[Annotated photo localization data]
┌──

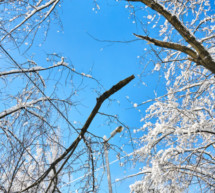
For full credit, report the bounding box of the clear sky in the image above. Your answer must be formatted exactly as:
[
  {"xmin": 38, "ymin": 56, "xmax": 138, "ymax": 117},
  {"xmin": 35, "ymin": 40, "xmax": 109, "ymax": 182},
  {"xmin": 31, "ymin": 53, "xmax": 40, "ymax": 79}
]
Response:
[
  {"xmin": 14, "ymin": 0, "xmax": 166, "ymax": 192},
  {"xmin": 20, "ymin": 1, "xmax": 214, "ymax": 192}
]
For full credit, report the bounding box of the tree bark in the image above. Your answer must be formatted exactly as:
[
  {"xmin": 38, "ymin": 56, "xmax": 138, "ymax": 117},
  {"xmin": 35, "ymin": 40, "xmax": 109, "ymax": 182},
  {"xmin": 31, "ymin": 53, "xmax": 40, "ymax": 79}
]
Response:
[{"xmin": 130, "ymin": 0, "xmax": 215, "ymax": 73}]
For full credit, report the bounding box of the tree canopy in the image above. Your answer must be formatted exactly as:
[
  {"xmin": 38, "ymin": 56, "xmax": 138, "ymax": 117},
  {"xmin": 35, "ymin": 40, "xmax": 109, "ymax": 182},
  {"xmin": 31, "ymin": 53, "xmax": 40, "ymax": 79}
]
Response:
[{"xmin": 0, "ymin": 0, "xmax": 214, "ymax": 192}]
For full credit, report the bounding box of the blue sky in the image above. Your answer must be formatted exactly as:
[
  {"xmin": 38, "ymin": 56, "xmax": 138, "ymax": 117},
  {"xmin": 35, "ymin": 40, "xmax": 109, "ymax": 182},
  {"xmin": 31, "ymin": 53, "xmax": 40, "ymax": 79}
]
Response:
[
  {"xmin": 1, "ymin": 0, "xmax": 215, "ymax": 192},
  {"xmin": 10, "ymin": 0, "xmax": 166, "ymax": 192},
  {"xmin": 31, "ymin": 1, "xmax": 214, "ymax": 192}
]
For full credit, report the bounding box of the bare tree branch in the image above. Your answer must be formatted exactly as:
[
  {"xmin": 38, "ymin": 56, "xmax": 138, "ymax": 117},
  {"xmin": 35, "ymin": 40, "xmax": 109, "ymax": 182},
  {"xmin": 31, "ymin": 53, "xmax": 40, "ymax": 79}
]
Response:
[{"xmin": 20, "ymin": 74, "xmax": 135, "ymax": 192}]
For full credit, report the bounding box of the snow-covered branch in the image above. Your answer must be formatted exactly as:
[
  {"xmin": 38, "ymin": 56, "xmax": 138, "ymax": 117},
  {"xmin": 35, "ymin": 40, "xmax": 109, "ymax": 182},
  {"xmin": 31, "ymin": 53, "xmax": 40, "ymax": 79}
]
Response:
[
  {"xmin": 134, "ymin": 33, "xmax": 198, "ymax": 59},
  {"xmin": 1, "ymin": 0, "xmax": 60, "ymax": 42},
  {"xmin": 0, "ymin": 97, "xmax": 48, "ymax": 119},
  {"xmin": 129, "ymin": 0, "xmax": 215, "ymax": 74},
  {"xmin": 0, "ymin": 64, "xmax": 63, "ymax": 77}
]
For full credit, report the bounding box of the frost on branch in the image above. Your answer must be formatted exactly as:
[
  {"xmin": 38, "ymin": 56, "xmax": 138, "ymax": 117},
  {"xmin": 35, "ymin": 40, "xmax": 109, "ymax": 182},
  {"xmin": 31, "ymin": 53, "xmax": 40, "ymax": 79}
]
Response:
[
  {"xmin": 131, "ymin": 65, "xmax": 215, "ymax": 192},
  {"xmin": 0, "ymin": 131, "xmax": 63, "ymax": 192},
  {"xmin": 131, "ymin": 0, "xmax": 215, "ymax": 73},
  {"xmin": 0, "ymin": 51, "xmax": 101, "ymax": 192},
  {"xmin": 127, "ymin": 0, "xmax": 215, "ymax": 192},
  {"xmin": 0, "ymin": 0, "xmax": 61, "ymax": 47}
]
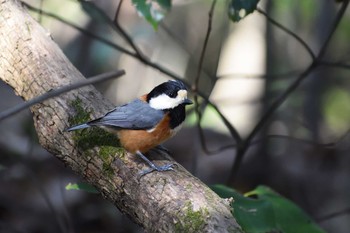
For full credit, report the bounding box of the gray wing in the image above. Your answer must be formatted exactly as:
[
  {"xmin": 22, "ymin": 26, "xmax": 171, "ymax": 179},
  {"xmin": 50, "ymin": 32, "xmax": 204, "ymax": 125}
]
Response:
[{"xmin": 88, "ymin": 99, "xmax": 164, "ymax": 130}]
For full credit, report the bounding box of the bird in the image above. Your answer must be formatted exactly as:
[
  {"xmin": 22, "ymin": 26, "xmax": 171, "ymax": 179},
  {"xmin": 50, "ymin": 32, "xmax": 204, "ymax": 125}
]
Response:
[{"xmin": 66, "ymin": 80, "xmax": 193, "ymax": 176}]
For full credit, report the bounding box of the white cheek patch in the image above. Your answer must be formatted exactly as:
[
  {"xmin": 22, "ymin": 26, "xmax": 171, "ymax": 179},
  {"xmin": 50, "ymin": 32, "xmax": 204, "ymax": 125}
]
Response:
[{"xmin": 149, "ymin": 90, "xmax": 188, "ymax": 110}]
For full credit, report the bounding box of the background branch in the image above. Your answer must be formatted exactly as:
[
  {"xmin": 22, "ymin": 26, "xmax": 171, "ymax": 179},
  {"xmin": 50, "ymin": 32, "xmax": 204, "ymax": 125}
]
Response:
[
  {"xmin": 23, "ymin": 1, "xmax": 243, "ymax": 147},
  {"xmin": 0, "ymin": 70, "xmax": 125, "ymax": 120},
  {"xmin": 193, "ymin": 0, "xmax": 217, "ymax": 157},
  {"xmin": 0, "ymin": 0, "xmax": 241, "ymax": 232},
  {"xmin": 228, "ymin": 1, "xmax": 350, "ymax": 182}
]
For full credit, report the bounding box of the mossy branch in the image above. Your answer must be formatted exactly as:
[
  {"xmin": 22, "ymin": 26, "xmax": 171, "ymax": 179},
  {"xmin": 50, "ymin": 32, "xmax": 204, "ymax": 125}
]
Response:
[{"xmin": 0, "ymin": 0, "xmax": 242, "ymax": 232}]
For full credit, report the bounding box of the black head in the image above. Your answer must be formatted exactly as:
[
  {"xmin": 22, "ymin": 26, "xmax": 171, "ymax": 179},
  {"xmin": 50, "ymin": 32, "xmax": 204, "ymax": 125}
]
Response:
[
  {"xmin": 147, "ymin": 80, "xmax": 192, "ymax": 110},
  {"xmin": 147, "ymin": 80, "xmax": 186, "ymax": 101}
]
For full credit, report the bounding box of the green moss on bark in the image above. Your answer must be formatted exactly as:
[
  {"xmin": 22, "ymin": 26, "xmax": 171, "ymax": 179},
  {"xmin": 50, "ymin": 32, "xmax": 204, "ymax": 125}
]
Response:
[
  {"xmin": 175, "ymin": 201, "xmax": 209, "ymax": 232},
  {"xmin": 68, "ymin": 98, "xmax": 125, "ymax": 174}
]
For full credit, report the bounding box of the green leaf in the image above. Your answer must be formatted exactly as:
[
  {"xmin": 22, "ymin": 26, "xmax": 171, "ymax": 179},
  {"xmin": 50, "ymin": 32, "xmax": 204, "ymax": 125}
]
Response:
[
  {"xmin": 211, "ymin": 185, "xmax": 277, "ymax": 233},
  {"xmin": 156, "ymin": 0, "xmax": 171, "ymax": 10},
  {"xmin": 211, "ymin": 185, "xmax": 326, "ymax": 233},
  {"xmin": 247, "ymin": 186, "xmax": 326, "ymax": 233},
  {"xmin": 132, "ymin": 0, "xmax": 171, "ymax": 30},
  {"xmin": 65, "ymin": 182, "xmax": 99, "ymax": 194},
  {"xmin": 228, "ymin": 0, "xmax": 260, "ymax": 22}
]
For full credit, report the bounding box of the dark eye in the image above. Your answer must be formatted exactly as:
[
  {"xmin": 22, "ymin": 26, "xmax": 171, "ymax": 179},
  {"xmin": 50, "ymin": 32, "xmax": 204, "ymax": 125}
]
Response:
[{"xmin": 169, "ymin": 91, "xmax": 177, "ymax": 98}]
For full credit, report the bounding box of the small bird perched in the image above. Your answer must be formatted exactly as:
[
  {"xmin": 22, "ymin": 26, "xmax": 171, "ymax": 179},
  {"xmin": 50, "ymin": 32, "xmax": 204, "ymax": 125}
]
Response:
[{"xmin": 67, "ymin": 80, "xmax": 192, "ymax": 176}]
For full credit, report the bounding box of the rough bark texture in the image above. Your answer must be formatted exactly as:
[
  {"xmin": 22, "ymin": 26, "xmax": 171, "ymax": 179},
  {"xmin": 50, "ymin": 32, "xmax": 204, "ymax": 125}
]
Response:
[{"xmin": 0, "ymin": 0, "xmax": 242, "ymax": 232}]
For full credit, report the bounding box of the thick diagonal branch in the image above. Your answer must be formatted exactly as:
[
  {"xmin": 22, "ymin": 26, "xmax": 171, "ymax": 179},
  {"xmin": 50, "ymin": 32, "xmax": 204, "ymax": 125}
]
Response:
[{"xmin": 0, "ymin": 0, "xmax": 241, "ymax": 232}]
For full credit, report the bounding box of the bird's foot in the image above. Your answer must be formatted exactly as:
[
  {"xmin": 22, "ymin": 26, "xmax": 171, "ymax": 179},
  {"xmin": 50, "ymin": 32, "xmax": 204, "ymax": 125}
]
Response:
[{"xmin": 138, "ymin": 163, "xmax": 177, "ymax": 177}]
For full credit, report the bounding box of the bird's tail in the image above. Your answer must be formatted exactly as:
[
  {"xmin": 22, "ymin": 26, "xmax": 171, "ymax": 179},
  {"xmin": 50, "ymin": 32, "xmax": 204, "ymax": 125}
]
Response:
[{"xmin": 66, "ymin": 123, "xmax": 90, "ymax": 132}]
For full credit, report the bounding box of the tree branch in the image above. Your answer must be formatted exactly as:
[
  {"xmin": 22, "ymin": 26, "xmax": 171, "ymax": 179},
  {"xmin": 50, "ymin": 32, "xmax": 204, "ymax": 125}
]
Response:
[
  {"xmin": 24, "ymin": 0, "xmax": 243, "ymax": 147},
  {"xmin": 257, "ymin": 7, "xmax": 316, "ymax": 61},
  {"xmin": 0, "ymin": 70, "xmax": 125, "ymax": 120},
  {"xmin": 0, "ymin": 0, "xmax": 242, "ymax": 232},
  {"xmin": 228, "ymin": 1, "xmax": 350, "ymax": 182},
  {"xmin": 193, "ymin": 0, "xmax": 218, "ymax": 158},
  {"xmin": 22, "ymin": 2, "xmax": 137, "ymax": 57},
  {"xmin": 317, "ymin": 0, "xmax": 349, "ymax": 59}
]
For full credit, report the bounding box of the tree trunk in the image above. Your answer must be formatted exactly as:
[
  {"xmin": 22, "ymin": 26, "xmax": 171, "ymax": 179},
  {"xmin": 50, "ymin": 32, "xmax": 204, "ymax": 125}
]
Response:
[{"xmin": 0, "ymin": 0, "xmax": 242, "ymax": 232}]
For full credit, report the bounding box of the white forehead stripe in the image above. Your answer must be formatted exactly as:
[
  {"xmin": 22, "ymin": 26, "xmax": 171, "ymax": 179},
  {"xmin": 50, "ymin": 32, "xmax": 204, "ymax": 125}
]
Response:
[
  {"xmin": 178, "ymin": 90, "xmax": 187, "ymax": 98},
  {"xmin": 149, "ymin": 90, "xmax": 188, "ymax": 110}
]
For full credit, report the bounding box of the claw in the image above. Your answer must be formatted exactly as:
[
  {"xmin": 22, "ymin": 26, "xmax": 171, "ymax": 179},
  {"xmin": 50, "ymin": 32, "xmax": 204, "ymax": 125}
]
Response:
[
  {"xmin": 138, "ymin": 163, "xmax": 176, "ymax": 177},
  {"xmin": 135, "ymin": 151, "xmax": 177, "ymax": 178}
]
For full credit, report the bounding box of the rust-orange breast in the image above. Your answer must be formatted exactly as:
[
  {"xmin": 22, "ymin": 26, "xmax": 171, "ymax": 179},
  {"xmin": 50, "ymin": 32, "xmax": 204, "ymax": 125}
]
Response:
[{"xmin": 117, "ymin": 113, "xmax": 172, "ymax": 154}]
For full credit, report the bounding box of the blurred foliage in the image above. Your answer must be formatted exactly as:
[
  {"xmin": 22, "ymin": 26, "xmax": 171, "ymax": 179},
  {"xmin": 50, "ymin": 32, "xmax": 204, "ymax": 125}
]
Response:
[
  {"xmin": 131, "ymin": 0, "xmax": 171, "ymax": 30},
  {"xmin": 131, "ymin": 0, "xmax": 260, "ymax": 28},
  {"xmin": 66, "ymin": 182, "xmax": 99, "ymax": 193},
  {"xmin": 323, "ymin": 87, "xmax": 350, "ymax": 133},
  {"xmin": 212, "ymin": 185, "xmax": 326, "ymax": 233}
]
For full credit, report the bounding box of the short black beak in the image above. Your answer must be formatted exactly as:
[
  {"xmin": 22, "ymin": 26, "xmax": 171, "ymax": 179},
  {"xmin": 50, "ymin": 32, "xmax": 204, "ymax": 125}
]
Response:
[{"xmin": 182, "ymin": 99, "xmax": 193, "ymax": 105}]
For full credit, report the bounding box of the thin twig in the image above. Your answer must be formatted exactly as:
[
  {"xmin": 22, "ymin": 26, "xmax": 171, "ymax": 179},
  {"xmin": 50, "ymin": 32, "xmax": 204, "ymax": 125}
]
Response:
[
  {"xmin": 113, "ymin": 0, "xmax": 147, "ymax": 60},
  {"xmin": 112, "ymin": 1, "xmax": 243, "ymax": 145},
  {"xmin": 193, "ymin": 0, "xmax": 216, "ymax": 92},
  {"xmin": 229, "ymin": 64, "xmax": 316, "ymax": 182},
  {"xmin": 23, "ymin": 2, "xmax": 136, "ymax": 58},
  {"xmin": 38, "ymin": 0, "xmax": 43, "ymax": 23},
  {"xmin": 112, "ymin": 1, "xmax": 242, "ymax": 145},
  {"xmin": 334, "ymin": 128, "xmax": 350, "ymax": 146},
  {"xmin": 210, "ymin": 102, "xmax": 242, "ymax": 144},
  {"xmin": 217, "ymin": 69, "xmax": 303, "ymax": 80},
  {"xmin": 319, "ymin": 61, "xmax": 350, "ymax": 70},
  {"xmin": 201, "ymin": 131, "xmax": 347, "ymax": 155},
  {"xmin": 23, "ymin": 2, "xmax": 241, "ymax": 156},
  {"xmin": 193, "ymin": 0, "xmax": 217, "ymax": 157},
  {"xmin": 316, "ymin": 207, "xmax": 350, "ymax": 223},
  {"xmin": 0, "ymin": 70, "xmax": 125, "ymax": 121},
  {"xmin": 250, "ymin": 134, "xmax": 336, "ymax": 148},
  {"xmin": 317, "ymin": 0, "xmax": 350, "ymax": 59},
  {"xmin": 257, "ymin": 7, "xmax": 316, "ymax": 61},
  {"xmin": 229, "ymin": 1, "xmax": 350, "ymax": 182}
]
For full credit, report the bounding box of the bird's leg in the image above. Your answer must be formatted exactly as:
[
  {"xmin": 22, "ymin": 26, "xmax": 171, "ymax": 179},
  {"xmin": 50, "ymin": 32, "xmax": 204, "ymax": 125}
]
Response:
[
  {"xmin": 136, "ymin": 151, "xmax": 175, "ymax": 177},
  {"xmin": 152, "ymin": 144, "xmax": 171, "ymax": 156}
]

└──

EXERCISE DIRECTIONS: All lines above that contain the word "black" are to be copied.

WRITTEN SOLUTION:
For full credit, report the bounding box of the black head in the image above. Your answer must be formatted exactly as:
For full credit, report the bounding box of the short black beak in the image above. Your answer must be formatted exactly as:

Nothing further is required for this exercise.